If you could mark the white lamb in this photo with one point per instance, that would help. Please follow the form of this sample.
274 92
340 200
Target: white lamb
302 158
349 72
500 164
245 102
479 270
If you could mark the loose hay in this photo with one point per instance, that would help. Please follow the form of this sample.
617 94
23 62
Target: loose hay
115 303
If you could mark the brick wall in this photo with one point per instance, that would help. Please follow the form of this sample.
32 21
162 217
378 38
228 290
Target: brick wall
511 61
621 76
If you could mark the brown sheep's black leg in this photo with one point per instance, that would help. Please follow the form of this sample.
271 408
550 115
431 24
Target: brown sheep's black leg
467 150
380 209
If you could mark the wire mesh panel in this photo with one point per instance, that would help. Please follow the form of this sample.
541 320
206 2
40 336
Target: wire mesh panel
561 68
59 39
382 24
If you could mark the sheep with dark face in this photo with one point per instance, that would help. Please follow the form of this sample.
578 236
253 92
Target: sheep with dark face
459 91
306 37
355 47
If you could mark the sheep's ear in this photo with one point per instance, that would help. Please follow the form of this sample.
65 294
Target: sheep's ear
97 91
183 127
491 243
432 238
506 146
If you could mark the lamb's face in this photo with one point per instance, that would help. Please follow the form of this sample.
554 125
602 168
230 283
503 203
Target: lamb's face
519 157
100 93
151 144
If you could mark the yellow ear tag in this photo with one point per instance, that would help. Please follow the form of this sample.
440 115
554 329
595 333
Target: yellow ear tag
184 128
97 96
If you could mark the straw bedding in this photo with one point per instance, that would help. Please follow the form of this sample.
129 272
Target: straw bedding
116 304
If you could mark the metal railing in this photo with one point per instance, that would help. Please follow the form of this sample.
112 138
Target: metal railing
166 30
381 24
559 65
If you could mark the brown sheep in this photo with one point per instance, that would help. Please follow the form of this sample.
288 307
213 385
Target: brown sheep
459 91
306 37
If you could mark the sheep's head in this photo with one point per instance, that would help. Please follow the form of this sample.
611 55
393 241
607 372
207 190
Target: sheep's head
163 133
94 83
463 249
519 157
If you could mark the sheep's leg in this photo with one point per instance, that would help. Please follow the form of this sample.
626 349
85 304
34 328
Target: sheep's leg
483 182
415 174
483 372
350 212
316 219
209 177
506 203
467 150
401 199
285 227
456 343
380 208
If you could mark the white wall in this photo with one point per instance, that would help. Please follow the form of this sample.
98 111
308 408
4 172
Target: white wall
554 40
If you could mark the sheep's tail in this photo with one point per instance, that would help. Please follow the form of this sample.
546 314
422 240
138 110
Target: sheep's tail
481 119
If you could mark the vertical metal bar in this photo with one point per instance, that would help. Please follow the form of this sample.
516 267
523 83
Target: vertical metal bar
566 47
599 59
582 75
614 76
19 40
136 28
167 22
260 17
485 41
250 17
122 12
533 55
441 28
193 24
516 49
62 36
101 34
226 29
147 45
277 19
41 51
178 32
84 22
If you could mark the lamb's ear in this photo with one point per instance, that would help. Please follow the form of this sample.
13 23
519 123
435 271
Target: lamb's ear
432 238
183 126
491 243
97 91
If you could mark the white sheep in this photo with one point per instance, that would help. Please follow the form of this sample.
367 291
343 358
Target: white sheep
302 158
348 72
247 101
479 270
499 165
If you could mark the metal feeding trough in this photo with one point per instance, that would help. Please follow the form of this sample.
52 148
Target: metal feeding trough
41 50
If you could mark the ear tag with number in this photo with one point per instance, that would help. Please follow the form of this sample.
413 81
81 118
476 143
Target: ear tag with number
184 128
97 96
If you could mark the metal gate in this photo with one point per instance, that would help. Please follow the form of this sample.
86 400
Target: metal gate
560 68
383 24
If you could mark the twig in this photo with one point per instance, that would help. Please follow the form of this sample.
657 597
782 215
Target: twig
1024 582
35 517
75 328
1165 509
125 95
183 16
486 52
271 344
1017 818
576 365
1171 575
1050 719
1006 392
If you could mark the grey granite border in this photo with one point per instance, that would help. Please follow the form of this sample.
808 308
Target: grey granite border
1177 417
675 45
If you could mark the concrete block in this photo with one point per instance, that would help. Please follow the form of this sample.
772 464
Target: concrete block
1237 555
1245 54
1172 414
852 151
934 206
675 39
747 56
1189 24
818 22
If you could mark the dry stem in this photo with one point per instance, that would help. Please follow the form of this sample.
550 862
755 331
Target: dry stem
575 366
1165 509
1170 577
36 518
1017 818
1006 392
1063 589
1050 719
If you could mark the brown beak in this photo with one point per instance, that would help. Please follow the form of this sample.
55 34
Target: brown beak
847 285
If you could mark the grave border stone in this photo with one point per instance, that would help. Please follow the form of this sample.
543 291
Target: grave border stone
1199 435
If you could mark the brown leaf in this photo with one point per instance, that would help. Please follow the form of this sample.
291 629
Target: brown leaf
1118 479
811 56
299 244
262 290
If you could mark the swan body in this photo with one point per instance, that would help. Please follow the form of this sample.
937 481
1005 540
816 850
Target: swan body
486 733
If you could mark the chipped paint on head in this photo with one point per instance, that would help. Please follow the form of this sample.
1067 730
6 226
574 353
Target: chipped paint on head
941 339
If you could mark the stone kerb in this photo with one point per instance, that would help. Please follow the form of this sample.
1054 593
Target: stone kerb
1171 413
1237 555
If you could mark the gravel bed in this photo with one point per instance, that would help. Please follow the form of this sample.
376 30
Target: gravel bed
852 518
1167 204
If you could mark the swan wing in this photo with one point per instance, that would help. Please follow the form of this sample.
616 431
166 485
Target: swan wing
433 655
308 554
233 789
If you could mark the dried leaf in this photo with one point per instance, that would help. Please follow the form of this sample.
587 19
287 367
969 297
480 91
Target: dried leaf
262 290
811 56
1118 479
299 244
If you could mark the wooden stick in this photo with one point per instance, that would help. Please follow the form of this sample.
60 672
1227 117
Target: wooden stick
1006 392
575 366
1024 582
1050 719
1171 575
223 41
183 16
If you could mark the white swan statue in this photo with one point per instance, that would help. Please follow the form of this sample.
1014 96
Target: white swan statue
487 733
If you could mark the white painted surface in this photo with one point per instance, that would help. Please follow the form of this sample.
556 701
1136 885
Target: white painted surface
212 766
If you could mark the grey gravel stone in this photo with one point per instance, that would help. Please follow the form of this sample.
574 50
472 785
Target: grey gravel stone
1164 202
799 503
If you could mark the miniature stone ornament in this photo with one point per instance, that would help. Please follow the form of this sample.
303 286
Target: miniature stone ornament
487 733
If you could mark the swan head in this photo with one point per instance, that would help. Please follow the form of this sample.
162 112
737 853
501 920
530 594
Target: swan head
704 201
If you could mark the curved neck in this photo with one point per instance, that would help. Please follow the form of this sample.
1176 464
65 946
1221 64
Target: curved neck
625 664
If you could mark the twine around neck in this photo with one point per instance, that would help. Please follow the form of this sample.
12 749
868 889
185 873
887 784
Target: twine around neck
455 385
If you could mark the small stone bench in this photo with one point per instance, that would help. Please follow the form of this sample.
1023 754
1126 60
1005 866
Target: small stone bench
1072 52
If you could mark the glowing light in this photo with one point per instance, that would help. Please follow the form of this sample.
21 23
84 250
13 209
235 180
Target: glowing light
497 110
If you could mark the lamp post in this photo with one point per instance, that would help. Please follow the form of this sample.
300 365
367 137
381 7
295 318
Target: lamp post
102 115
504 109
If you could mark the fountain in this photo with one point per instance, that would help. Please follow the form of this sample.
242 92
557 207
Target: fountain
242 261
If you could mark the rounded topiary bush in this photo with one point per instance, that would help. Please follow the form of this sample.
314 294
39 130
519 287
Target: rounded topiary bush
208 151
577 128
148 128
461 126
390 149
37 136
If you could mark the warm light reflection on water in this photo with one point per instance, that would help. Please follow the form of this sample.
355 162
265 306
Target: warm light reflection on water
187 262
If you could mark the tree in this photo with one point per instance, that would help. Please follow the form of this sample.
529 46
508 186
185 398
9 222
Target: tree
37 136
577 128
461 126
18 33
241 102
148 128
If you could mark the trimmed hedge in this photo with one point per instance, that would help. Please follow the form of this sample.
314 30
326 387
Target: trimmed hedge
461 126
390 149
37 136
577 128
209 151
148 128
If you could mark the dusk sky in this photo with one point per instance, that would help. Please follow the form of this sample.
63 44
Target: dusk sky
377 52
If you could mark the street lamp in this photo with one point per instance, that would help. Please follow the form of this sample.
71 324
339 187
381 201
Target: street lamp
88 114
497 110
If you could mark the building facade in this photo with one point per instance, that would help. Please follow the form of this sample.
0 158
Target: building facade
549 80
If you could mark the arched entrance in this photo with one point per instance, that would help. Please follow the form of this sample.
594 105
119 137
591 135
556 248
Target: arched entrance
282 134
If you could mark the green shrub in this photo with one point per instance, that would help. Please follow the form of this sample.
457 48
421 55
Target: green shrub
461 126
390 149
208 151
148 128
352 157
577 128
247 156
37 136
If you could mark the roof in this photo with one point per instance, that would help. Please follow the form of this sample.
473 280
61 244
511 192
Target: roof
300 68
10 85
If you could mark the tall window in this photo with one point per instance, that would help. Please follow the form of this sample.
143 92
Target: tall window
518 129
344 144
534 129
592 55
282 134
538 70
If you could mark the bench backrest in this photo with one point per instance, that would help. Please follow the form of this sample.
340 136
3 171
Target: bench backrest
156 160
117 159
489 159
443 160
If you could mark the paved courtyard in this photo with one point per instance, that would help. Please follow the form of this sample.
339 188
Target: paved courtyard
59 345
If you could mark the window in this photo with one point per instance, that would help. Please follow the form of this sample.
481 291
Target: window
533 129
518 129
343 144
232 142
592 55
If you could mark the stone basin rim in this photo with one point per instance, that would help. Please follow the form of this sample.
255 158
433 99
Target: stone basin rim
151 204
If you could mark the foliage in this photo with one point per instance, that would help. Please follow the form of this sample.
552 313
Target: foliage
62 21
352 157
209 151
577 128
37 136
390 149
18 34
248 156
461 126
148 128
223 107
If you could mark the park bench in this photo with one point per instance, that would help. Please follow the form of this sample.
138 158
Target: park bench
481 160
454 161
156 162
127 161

▶ [Given exercise] Locate "If you could mark the green" in the material, then quote the line that contains it and all lines after it through the final one.

▶ [Expected answer]
If you could mark the green shrub in this photo with one point per instance, that would help. Please follow the form of this sample.
457 48
421 55
Target: green shrub
461 126
390 149
208 151
148 128
352 157
577 128
247 156
37 136
If you could mark the roof in this photo with one point per instance, that would help. Please follow the form of this sample.
473 280
61 244
511 192
Target: roof
300 68
10 85
If you could mark the tall window in this photo with one point per instance, that would help. Please follow the form of this sample.
143 92
Target: tall window
518 129
344 144
534 129
592 55
282 134
538 70
If you could mark the bench backrest in this photo with one point per instance, that would help. Please follow the form of this sample.
340 136
3 171
Target: bench backrest
156 160
117 159
489 159
443 160
If you could mark the paved courtyard in this photo with one point per instance, that would help. Please follow the form of this sample.
339 188
Target: paved courtyard
59 345
If you could mark the window in this photo with one point per instance, that would help. Please follow the form of this sample.
481 291
Target: window
533 129
518 129
343 144
232 142
592 55
If you could mark the stone basin rim in this photo with one point per instance, that would help. Please follow the form of this sample.
255 158
433 99
Target: stone basin rim
151 204
If you could mark the foliage in this photo with one point per instance, that would help. Please follow the form of this sample.
552 313
Target: foliage
62 21
352 157
209 151
577 128
37 136
390 149
18 34
248 156
461 126
148 128
223 107
If you could mark the park bench in this photo with one point per instance, that would help. Please follow the form of this sample.
138 158
Target: park bench
481 160
454 161
156 162
127 161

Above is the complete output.